Tasks to perform –
1 – Summarize the article below about the ICE arrest in Bakersfield in two sentences.
2 – Carry on the article below about the ICE arrest in Bakersfield, writing what comes after its final sentence.

Text block –
═══

The man that was arrested was driving a White truck.
On Tuesday, December 16, U.S. Immigration and Customs Enforcement (ICE) agents were spotted in Bakersfield. Organizations like Organizing for A Better Change and California Immigrant Youth accounts have posted on social media, highlighting raids that are currently underway in Kern County.
Around 8:52 in the morning, two Ford vehicles are seen stopping a man who was driving a white truck on the corner of South H Street and Brundage Lane. The two cars that belong to the ICE agents are both shown parked in front and in the back of the white truck.
Minutes later, the video shows the agents who were wearing all black with their faces covered getting out of the vehicles and arresting a Latino man who was wearing a black beanie, blue shades on top of his head, black sweater, blue dark jeans and brown work boots. The man was put in the gray Ford truck.
This is the first video that has been going around since its last noticeable immigration operation in Bakersfield back in January. Could this be the continuation of a bigger mass operation starting again in Kern County?
Earlier this year, the private prison and detention contractor CoreCivic finalized an agreement with the ICE to transform its 2,560-bed facility in California City. Currently, Kern County has two ICE detention facilities, located at the Golden State Annex in McFarland and Mesa Verde in Bakersfield, off Golden State Avenue.

═══

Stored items
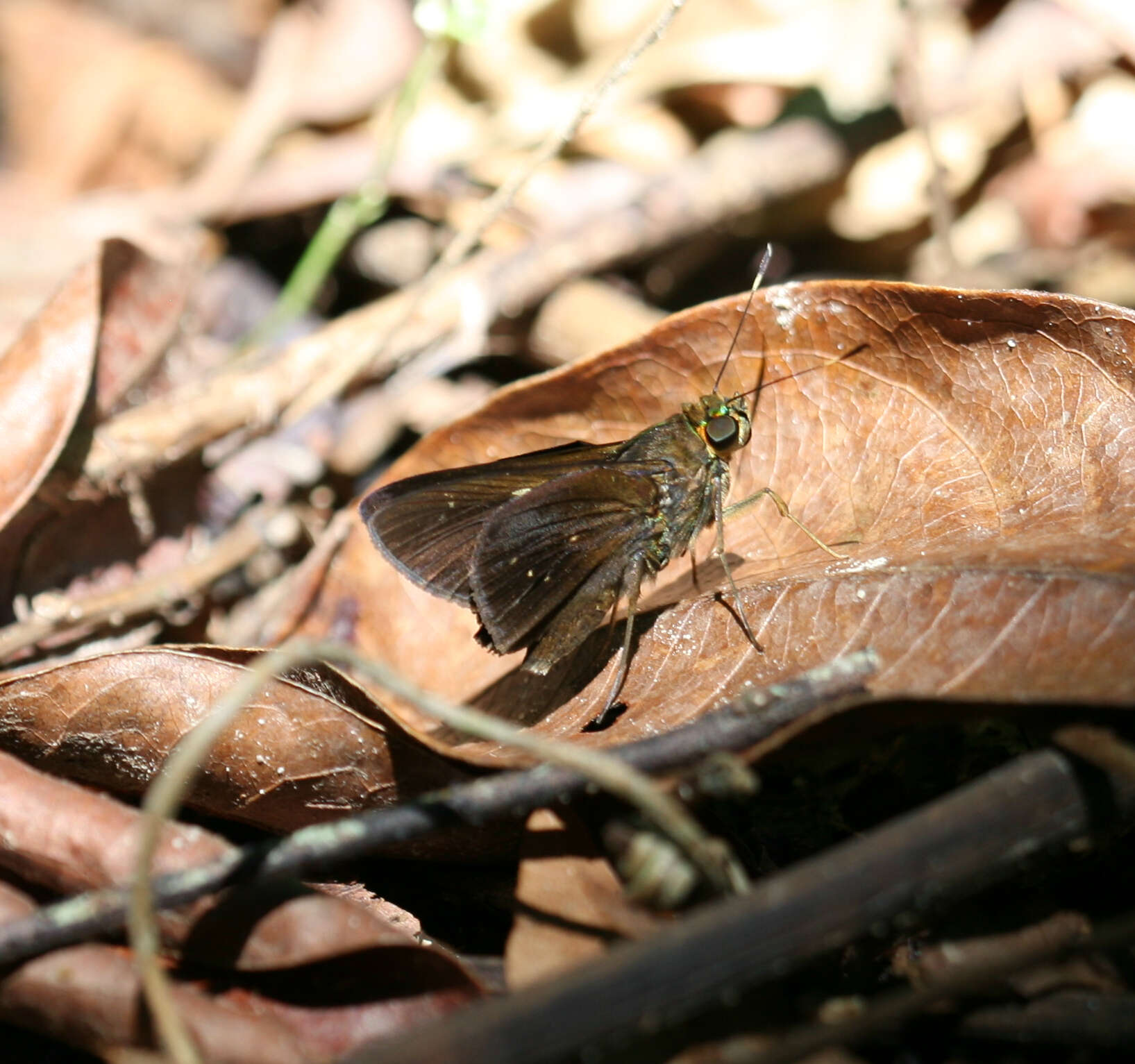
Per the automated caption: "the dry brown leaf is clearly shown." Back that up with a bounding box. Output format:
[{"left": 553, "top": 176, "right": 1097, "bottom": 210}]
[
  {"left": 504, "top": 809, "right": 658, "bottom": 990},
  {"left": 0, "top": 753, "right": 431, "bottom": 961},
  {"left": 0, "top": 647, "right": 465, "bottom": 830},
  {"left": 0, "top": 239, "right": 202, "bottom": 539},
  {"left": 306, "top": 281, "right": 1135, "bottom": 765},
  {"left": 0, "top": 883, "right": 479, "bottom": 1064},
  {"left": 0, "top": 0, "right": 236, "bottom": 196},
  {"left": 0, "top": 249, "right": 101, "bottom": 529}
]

═══

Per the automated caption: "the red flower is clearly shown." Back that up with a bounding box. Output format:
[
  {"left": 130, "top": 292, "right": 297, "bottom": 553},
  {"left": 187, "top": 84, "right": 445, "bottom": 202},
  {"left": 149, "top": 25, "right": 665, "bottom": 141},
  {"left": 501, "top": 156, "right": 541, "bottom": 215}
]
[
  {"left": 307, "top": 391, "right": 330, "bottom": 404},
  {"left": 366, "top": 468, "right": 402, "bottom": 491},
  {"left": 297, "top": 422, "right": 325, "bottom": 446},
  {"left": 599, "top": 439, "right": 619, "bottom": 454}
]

═══

Responses by item number –
1 – On Tuesday, December 16, ICE agents were spotted in Bakersfield, where a video shows two Ford vehicles stopping a man driving a white truck at the corner of South H Street and Brundage Lane around 8:52 in the morning. Agents dressed in black with covered faces arrested the man and put him in a gray Ford truck, and the article notes that Kern County currently has two ICE detention facilities, at the Golden State Annex in McFarland and Mesa Verde in Bakersfield.

2 –
In July, Dolores Huerta and other organizations hosted an emergency conference in front of the detention facility where Rosa Lopez, a member of the Rapid Response Network of Kern County, joined the conference to urge the public to pay attention to the developments of the detention center happening in the city.
“Core Civic, which owns this prison behind us, is moving fast and bypassing local and state laws to open the largest immigration detention facility in Kern County and in California,” she said.
According to the Disability Rights California organization (DRC), they conducted a monitoring visit at the California City Detention Center in September 2025, shortly after the facility began confining people.
Despite being open for about four weeks before DRC’s monitoring, DRC had already received numerous distressing reports that people with disabilities were experiencing poor medical care and substandard living conditions at California City.
The facility, a former prison, which is located in northern Antelope Valley in Kern County, lies about 100 miles north of Los Angeles and spans roughly 203 square miles. The proposed ICE detention facility sits on a desolate stretch of land roughly six miles from the city center, deep in an area often described as “the middle of nowhere.”